» BRIEF: Copy each of the rows below word for word, leaving out the pictures.

» DATA:
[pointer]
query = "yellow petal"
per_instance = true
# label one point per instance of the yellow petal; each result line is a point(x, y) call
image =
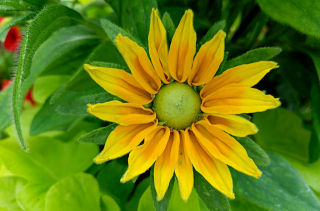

» EXPECTED ANSWER:
[pointer]
query = "yellow petal"
per_instance = true
# label one point per instance of the yellow petal; each result line is a point(x, y) call
image =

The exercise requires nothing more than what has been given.